Work required: Wherever the line that contains "Objective — indicate one point on every instance of the seated" falls, repeat it and the lines after it exactly until the records end, without any pictures.

Data records
════
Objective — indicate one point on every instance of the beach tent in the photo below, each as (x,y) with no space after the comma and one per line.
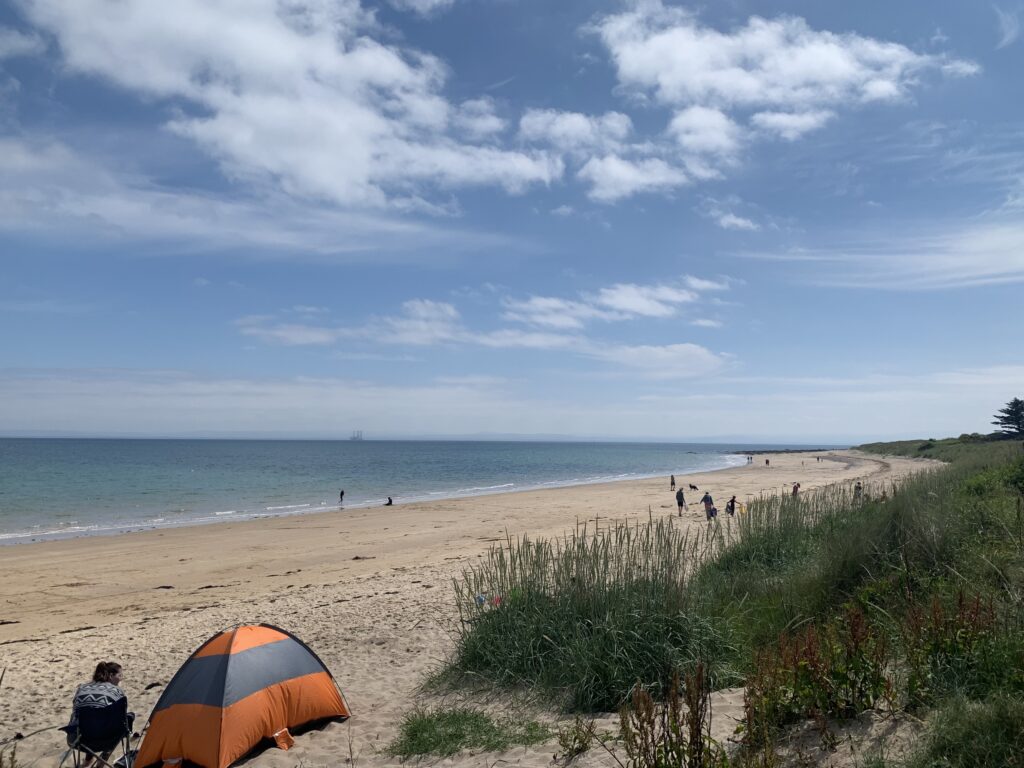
(242,686)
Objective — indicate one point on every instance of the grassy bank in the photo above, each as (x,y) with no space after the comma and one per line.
(823,605)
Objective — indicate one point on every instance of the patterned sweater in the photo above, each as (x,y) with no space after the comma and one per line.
(95,695)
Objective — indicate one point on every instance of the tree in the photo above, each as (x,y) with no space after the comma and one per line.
(1011,419)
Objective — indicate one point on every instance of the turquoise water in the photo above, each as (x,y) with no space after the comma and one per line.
(62,487)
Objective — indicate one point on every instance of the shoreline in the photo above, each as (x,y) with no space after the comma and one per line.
(15,539)
(370,593)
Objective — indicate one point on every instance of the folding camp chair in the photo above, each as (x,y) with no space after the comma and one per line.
(99,732)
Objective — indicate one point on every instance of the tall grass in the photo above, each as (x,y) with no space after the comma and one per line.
(975,734)
(586,616)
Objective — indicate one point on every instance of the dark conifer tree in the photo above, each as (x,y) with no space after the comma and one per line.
(1011,419)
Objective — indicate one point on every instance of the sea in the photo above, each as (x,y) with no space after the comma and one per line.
(56,488)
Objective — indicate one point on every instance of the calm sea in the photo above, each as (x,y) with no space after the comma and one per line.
(64,487)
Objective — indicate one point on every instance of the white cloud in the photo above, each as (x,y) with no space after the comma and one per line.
(13,43)
(790,125)
(554,312)
(669,361)
(720,213)
(768,79)
(732,221)
(991,253)
(699,284)
(54,193)
(613,178)
(574,132)
(477,119)
(298,95)
(619,302)
(289,334)
(423,7)
(706,131)
(647,301)
(776,64)
(919,403)
(1009,24)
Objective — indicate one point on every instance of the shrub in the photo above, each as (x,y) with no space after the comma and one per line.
(676,733)
(586,616)
(944,644)
(838,671)
(576,738)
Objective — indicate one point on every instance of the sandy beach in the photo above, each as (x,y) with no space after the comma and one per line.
(369,590)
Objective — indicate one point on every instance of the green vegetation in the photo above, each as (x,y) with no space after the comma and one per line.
(584,617)
(824,605)
(988,733)
(1010,420)
(446,731)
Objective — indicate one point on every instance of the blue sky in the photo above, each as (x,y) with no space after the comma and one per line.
(642,220)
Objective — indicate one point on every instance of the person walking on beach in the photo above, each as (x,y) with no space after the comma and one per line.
(709,506)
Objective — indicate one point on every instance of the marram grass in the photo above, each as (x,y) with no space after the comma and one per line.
(585,617)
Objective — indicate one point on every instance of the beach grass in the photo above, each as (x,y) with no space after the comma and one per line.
(446,731)
(966,733)
(584,617)
(823,604)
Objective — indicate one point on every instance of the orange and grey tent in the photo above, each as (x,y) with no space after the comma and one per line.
(242,686)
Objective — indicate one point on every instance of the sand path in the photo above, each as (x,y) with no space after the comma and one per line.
(369,590)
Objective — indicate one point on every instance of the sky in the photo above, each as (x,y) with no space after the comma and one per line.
(617,219)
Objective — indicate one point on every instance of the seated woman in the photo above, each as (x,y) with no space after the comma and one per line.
(99,717)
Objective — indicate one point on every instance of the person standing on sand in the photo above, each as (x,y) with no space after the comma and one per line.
(709,506)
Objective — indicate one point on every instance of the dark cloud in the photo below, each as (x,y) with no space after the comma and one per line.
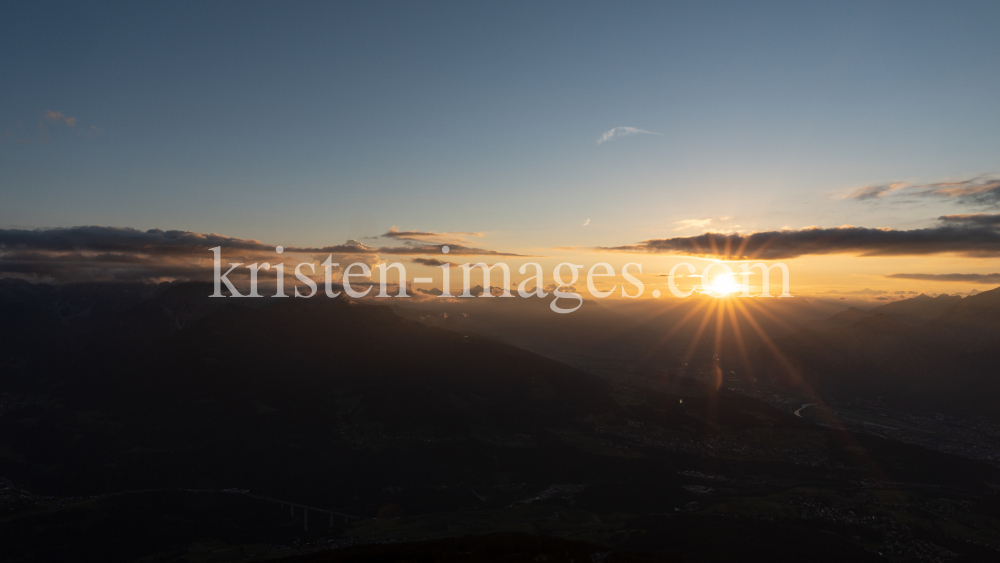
════
Result of this exercise:
Objective — indicate one point on every instance of the seated woman in the photo above, each as (x,y) with no space after the comma and one per line.
(99,717)
Objective — indicate one point on every instance of the person standing on sand in the photo above, each as (x,y) with no space after the comma and one per line.
(709,506)
Objective — indicate one point on every instance of the dark cloud in the photo below, each as (x,y) with no space after the comma and one per line.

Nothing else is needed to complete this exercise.